══ Dataset records ══

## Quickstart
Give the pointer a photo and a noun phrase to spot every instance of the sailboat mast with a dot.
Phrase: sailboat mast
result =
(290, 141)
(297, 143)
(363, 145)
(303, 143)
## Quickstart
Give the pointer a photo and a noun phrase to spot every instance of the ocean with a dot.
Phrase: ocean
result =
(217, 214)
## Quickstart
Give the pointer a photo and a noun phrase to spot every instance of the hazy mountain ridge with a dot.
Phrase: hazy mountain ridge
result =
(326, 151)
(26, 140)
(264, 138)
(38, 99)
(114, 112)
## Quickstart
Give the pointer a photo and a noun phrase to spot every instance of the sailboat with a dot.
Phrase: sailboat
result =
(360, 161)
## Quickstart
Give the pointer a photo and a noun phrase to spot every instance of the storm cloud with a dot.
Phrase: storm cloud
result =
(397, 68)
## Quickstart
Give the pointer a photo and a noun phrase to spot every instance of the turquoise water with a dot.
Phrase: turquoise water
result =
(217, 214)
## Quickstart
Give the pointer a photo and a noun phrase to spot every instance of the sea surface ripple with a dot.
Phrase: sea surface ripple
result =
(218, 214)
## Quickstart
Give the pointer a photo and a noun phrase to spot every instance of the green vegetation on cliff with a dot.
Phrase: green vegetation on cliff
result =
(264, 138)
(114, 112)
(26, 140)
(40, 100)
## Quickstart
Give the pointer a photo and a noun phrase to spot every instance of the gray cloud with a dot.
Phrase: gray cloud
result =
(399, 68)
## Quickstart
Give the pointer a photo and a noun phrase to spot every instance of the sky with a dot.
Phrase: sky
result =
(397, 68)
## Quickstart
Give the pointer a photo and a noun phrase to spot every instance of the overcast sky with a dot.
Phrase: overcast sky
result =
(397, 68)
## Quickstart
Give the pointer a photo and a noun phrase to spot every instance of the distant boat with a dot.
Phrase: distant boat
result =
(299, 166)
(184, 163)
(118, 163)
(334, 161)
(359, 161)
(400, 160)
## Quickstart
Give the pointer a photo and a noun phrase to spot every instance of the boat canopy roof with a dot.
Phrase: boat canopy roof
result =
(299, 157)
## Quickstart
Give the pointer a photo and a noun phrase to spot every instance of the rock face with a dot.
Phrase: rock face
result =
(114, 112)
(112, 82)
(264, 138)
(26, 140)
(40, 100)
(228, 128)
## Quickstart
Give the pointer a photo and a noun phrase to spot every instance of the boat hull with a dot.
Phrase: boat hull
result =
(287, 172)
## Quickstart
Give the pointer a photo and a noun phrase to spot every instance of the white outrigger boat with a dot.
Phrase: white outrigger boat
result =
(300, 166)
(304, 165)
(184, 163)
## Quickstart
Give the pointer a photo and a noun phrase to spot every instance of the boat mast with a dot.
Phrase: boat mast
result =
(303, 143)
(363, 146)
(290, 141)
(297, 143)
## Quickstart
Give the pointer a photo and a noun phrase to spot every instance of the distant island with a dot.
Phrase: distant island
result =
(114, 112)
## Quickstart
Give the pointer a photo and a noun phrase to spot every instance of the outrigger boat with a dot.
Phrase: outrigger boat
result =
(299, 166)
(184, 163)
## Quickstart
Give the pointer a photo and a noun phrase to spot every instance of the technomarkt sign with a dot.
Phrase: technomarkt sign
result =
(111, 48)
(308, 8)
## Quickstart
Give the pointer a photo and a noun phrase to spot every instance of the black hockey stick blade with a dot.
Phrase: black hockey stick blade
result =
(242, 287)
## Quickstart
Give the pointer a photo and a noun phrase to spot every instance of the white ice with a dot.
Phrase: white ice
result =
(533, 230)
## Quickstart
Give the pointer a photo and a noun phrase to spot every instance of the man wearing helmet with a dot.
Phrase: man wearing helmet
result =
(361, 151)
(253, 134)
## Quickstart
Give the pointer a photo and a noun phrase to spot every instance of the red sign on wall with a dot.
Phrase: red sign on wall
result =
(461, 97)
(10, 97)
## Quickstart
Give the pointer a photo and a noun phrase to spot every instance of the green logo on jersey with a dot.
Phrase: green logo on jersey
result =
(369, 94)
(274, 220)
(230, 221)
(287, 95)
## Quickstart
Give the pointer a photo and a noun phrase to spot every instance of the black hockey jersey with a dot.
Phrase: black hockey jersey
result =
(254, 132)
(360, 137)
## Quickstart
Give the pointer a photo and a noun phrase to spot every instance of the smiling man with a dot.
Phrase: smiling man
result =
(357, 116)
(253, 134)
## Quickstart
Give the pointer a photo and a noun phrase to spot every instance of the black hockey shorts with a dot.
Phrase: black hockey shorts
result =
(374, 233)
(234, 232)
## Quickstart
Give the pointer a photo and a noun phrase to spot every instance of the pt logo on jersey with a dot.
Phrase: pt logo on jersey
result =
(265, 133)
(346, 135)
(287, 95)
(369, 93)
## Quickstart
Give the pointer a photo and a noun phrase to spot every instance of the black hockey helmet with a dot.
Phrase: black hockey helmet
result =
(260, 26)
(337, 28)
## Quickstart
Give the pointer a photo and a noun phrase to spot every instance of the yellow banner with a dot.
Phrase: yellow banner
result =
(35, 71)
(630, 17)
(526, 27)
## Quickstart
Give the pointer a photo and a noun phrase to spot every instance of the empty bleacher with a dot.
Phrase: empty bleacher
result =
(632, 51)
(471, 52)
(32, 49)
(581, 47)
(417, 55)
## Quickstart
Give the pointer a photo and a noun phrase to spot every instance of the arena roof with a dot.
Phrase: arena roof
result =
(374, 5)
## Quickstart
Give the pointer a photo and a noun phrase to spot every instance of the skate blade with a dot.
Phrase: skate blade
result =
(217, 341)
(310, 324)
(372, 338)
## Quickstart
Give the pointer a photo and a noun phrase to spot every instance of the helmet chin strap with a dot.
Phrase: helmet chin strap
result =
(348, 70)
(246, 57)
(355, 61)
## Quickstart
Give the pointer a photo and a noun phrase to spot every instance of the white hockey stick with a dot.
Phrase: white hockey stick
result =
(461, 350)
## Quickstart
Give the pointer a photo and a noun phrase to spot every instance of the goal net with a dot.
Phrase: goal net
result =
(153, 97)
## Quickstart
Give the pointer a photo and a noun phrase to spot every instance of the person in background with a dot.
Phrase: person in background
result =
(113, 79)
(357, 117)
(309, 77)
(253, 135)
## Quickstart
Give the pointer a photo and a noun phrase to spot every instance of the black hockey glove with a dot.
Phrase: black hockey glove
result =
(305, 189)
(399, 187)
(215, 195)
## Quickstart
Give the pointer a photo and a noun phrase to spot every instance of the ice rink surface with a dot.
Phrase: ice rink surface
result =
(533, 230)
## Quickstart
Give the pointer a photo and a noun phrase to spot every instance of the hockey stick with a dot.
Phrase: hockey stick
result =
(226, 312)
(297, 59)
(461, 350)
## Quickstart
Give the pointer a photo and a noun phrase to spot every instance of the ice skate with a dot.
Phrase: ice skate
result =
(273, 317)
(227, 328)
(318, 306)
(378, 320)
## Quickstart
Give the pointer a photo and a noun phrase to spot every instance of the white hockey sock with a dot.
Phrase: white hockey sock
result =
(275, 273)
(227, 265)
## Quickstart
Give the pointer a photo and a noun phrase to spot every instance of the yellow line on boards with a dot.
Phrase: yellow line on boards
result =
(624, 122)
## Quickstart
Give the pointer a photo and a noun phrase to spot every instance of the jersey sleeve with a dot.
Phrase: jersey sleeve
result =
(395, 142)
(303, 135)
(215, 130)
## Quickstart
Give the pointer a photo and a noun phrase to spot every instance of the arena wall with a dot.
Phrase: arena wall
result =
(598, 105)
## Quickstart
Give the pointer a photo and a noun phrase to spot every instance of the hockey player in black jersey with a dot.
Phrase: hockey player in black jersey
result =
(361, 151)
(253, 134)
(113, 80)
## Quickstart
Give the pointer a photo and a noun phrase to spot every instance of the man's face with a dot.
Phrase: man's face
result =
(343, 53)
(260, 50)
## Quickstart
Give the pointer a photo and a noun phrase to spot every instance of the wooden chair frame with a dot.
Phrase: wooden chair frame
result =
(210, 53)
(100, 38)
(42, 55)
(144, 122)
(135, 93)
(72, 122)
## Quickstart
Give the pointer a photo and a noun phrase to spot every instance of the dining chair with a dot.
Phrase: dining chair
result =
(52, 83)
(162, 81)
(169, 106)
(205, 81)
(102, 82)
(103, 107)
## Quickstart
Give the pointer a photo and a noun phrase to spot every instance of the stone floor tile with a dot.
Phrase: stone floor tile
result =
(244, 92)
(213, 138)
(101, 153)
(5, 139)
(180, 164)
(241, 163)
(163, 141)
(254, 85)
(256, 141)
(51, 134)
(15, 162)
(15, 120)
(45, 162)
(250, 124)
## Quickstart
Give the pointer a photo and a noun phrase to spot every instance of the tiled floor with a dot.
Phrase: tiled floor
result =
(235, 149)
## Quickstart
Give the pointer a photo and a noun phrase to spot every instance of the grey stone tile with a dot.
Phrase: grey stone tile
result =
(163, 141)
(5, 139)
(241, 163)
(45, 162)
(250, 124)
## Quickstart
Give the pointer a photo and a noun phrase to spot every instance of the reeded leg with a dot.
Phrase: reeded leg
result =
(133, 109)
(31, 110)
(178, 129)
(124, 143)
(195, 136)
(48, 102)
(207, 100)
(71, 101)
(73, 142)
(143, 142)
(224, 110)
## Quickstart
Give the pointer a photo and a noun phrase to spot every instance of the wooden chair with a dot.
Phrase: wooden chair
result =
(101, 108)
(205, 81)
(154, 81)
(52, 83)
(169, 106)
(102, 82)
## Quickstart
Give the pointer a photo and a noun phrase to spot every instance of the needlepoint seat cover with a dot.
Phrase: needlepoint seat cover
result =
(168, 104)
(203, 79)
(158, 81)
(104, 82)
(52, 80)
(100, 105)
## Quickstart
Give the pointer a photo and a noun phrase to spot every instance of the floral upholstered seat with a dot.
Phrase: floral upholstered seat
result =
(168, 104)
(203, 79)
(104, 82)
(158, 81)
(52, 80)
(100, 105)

═══

» Exercise description: What lines of the listing contain the word "needlepoint"? Copy them all.

» Result of the exercise:
Give the pointer a photo and a noun phrase to spot every instance of the needlepoint seat cover with a dot.
Phrase: needlepoint seat cover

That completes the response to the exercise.